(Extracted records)
========
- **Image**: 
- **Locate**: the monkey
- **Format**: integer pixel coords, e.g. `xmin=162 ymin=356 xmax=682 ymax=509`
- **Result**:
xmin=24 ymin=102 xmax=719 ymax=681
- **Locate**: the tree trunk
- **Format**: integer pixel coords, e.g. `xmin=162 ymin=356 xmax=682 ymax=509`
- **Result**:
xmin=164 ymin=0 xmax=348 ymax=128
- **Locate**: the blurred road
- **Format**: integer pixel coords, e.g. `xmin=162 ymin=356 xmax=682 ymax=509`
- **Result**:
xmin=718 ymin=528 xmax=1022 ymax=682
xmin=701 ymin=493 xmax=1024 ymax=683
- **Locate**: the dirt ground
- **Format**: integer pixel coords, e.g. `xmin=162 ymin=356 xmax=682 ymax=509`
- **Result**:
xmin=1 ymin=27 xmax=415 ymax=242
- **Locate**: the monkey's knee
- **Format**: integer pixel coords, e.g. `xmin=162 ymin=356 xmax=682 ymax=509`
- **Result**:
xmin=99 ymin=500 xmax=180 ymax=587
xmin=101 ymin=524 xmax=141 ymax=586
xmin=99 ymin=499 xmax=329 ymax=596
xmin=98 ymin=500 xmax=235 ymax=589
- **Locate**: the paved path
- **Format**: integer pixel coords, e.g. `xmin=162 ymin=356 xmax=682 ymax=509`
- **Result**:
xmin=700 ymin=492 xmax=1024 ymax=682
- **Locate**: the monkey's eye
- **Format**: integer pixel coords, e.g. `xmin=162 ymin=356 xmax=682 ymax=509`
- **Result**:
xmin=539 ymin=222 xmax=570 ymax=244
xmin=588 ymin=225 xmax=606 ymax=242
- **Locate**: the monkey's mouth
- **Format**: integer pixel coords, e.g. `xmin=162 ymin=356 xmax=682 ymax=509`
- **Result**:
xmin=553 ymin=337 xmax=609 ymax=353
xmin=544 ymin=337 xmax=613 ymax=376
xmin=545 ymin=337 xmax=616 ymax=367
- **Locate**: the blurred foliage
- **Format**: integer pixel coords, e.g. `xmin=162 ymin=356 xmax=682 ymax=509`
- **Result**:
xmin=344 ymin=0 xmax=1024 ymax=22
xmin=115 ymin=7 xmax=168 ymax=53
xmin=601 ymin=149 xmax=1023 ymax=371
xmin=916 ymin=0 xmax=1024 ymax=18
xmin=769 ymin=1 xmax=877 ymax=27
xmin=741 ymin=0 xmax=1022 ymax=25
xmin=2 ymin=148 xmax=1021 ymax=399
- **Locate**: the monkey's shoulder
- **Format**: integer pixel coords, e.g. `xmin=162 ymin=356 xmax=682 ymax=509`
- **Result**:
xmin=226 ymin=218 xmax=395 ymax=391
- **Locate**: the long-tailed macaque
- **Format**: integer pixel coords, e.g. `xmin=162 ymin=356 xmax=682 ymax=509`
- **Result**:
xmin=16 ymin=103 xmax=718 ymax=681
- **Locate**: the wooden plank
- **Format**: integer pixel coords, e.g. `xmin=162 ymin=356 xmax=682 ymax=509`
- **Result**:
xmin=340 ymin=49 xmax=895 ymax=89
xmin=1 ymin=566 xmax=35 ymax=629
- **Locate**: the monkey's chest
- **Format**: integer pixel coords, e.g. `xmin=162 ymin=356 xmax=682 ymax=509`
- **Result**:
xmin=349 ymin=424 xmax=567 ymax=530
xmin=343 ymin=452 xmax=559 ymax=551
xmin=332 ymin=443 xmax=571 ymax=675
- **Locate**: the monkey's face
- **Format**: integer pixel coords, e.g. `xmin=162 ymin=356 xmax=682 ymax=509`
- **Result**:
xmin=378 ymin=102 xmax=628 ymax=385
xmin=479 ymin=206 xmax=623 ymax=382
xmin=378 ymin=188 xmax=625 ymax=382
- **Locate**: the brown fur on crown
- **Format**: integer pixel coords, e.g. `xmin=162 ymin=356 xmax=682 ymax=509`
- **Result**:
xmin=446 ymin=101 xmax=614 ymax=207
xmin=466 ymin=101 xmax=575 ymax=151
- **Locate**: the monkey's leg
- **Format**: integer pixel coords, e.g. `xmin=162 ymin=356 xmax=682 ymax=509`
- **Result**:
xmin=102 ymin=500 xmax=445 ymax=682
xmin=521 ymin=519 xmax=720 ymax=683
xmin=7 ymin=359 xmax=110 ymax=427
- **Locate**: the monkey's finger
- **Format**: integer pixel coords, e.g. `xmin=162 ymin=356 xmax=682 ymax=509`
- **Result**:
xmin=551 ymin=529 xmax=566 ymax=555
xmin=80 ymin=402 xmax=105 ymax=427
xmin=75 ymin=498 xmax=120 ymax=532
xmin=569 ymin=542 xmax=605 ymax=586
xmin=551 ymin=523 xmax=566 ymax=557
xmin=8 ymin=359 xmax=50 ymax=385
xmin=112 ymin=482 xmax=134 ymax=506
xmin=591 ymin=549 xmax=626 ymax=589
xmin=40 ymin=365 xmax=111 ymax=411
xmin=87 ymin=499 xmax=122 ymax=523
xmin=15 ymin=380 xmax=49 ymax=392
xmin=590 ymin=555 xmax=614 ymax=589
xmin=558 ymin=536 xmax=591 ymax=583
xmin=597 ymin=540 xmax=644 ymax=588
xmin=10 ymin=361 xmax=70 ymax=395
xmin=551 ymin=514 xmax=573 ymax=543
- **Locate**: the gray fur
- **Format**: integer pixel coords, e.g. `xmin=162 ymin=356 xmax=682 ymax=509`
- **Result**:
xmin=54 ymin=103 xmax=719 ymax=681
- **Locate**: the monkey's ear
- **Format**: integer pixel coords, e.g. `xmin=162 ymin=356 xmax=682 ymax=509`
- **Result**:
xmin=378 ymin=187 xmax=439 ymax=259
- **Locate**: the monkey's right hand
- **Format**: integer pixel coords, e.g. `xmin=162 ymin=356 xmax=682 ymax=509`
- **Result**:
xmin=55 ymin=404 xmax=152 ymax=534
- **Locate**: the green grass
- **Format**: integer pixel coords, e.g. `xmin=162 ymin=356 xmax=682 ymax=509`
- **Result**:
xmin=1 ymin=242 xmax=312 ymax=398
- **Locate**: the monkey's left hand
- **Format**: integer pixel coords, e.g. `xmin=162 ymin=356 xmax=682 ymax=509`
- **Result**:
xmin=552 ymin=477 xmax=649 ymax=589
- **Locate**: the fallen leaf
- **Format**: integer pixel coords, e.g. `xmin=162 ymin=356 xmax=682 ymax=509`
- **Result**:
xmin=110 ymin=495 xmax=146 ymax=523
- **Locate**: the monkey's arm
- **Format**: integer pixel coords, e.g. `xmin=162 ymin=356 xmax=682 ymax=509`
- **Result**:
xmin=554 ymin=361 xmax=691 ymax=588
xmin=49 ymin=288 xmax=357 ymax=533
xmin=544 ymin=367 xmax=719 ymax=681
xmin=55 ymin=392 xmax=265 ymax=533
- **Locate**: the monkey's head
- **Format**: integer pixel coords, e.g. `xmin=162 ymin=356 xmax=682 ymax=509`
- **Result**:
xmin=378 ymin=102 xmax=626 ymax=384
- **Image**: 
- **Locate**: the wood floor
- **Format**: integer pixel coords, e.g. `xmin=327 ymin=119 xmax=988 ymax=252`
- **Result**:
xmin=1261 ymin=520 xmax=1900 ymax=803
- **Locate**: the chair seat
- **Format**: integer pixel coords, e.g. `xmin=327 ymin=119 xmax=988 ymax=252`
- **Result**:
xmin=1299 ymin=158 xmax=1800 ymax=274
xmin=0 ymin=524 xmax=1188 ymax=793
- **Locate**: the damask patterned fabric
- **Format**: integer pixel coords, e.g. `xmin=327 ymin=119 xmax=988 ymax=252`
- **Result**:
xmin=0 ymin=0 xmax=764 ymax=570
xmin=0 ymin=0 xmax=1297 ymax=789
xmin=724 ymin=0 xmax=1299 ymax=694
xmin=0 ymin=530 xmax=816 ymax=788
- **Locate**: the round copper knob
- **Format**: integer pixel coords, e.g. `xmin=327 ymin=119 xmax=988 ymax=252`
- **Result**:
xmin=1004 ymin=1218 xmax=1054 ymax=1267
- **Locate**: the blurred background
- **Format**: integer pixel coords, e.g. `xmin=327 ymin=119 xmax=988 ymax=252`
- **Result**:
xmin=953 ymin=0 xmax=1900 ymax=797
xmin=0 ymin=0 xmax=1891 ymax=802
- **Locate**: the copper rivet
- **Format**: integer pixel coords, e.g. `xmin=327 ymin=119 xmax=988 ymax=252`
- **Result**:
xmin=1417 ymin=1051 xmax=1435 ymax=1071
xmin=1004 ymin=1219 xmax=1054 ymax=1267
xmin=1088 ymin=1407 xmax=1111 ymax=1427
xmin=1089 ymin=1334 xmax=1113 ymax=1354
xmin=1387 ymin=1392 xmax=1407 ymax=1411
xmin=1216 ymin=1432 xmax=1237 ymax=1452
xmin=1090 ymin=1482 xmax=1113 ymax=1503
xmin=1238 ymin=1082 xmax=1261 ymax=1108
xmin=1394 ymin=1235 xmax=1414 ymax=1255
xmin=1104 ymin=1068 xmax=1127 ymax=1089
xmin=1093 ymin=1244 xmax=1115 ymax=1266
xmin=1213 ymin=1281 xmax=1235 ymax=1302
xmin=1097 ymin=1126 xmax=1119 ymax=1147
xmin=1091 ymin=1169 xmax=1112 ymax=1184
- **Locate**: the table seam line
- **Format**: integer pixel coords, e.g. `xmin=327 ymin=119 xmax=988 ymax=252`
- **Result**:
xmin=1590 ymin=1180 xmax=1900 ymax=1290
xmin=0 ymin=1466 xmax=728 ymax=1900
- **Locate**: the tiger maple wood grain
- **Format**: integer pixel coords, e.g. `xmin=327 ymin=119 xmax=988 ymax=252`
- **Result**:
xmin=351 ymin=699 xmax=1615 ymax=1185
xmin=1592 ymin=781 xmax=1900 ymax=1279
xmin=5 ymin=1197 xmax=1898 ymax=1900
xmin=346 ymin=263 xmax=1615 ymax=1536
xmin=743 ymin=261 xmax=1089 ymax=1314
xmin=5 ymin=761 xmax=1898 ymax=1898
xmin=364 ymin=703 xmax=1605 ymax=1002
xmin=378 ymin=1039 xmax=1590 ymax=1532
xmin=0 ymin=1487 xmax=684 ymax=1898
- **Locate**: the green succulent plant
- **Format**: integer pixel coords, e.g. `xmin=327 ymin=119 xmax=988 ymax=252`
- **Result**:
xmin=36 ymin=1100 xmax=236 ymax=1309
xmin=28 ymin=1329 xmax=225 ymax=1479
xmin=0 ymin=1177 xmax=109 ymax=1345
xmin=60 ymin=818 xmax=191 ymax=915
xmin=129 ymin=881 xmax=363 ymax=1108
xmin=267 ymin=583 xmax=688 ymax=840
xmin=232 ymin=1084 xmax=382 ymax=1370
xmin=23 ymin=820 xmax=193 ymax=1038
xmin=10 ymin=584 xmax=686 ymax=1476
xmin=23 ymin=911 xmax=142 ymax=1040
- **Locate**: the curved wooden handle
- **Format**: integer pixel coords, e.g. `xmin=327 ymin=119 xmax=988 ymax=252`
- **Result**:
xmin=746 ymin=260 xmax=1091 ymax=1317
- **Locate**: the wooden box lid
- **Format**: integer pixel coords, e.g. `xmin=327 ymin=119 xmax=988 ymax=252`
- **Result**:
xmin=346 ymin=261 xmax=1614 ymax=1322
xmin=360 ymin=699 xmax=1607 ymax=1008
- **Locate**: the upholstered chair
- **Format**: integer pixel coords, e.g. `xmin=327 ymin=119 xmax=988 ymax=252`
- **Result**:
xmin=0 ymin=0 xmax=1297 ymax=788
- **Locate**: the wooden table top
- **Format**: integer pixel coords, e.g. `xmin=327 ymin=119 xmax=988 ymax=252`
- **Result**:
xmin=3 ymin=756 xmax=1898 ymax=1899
========
Write out again, exactly, the lines from the start of the entries up to and including the one with "- **Locate**: the tree trunk". Nothing else belongs in the reply.

> [SOLUTION]
- **Image**: 
- **Locate**: the monkey
- **Format**: integer pixel coords, e.g. `xmin=162 ymin=356 xmax=682 ymax=509`
- **Result**:
xmin=24 ymin=102 xmax=719 ymax=681
- **Locate**: the tree trunk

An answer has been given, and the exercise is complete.